Arrange the data below as a two-column CSV headed input and output, with one row for each input and its output. Put every field in double quotes, turn line breaks into spaces, and leave the pictures out.

◆ Stored items from a collection ◆
********************

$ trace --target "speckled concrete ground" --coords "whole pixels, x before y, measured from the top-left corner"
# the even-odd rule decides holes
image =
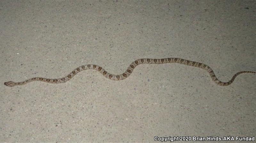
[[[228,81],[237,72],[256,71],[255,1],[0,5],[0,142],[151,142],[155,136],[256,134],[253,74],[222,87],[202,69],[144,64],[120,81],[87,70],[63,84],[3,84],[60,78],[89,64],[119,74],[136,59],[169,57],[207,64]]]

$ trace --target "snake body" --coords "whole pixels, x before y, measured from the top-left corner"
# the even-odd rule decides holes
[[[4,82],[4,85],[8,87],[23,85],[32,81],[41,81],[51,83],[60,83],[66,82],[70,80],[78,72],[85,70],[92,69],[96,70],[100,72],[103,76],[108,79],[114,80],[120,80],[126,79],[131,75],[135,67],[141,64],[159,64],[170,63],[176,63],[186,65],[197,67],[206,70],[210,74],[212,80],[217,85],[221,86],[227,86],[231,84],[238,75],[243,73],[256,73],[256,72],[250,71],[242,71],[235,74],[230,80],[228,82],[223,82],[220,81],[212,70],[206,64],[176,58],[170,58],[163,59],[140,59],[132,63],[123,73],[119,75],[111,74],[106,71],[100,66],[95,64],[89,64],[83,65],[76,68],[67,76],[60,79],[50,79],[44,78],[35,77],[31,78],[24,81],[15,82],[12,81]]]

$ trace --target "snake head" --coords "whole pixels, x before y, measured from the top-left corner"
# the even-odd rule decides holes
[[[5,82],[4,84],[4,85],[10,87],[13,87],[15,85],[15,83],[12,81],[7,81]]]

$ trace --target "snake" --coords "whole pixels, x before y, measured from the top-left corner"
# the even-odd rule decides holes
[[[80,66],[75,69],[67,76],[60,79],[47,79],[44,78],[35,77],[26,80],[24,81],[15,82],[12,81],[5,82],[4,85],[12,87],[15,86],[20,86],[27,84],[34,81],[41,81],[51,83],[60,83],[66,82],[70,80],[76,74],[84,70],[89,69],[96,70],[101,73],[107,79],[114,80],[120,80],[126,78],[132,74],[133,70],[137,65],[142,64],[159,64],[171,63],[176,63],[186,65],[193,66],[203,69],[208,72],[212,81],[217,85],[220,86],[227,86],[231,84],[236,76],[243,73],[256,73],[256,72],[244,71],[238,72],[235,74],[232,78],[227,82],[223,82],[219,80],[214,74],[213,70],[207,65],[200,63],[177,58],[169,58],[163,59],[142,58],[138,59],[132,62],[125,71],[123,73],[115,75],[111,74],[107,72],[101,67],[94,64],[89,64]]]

********************

◆ Exercise answer ◆
input,output
"$ trace --target ""speckled concrete ground"" --coords ""whole pixels, x before y, measured from the top-left corner"" # the even-odd rule decides holes image =","[[[228,81],[237,72],[256,71],[255,1],[0,5],[0,142],[151,142],[155,136],[256,134],[253,74],[222,87],[202,69],[144,64],[120,81],[87,70],[63,84],[3,84],[60,78],[89,64],[119,74],[136,59],[169,57],[207,64]]]"
"$ trace --target ""snake body"" --coords ""whole pixels, x before y, measured from the top-left corner"" # the even-odd rule decides holes","[[[4,82],[4,85],[8,87],[23,85],[32,81],[41,81],[51,83],[60,83],[66,82],[70,80],[78,72],[85,70],[92,69],[96,70],[100,72],[103,76],[108,79],[114,80],[120,80],[126,79],[131,75],[135,67],[141,64],[159,64],[170,63],[176,63],[186,65],[197,67],[206,70],[210,74],[212,80],[217,85],[221,86],[227,86],[231,84],[238,75],[243,73],[256,73],[256,72],[250,71],[242,71],[235,74],[230,80],[228,82],[223,82],[220,81],[212,70],[206,64],[176,58],[170,58],[163,59],[140,59],[132,63],[123,73],[119,75],[111,74],[106,71],[100,66],[95,64],[89,64],[83,65],[76,68],[67,76],[60,79],[50,79],[44,78],[35,77],[31,78],[24,81],[15,82],[12,81]]]"
"$ trace --target ""snake head"" --coords ""whole pixels, x before y, measured from the top-left corner"" # the even-odd rule decides holes","[[[5,82],[4,84],[4,85],[10,87],[13,87],[15,85],[15,83],[12,81],[7,81]]]"
"$ trace --target ""snake"" --coords ""whole pixels, x before y, measured from the top-left corner"" # the even-odd rule decides holes","[[[80,66],[75,69],[67,76],[60,79],[47,79],[44,78],[35,77],[26,80],[24,81],[15,82],[12,81],[5,82],[4,85],[12,87],[15,86],[20,86],[27,84],[34,81],[41,81],[51,83],[60,83],[66,82],[70,80],[76,74],[84,70],[89,69],[96,70],[101,73],[107,79],[114,80],[120,80],[126,78],[132,74],[133,70],[137,65],[142,64],[159,64],[171,63],[176,63],[186,65],[193,66],[203,69],[208,72],[212,81],[217,85],[220,86],[227,86],[231,84],[236,76],[243,73],[256,73],[256,72],[244,71],[238,72],[235,74],[232,78],[227,82],[223,82],[219,80],[214,74],[213,70],[207,65],[200,63],[177,58],[169,58],[163,59],[142,58],[138,59],[132,62],[125,71],[123,73],[115,75],[111,74],[107,72],[101,67],[94,64],[89,64]]]"